Task goal: Please reproduce the entries exactly, skipping each picture.

Records to process:
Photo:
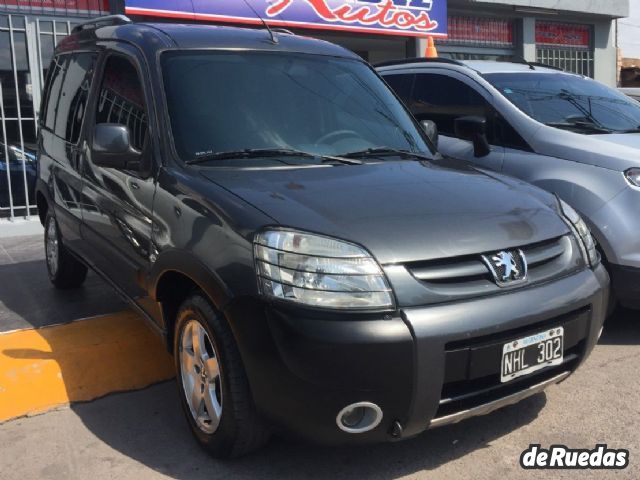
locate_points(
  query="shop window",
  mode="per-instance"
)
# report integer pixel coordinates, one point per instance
(52, 91)
(566, 46)
(121, 99)
(443, 99)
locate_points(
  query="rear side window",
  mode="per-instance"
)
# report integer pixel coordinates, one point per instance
(443, 99)
(67, 94)
(52, 95)
(121, 99)
(401, 84)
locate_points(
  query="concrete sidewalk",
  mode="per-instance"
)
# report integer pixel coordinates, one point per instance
(142, 435)
(27, 298)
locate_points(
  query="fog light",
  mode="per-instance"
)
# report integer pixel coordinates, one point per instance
(359, 417)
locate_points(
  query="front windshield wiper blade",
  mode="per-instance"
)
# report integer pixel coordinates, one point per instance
(267, 153)
(579, 126)
(384, 152)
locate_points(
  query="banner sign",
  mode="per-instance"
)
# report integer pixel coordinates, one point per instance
(481, 31)
(563, 34)
(389, 17)
(64, 7)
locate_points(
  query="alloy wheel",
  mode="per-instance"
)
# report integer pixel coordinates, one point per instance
(53, 251)
(200, 372)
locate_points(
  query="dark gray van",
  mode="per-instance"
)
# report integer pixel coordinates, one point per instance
(312, 262)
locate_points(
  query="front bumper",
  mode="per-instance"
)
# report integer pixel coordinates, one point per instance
(303, 368)
(625, 282)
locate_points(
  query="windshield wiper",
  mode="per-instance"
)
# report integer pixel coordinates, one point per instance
(249, 153)
(268, 153)
(580, 126)
(384, 152)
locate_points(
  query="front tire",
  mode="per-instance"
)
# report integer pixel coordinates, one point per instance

Solution:
Photo:
locate_points(
  query="shop window",
  mode="per-instance"
)
# report integer pixel coordinates, one point per instance
(52, 91)
(566, 46)
(121, 99)
(443, 99)
locate_points(
  query="rear side window",
  mode="per-instance"
)
# report integer pixel coordinates, one point per instance
(443, 99)
(67, 94)
(52, 95)
(121, 99)
(401, 84)
locate_points(
  query="concrete sidewalk",
  mode="per-instance"
)
# report integer pixel coordinates, one point per instance
(142, 435)
(27, 298)
locate_points(
  query="fog light",
  mode="per-instance"
)
# report integer pixel coordinates, one point per instance
(359, 417)
locate_points(
  query="front windshield wiper blade",
  mode="per-instance"
)
# report integer pixel coordinates, one point per instance
(267, 153)
(579, 126)
(384, 152)
locate_points(
  query="banner sign",
  mode="per-instance"
)
# report integer pixel coordinates, one point per instance
(481, 31)
(563, 34)
(389, 17)
(64, 7)
locate_points(
  query="alloy wheel",
  mode="per-instance"
)
# report integer pixel coordinates, one point per instance
(53, 251)
(200, 372)
locate_points(
  query="dark gray van",
  mode="per-instance"
)
# report integer pixel coordinates, one point per instance
(312, 262)
locate_points(
  query="front bumper",
  mode="per-instance"
)
# report integer pixel coordinates, one point per instance
(303, 368)
(625, 282)
locate_points(
  query="windshield wiper",
  mode="per-instance"
)
# report integer pixel coordinates, one point per instance
(249, 153)
(268, 153)
(580, 126)
(384, 152)
locate_points(
  query="front tire",
  mode="per-instance"
)
# report integer pixel coordinates, one point per instance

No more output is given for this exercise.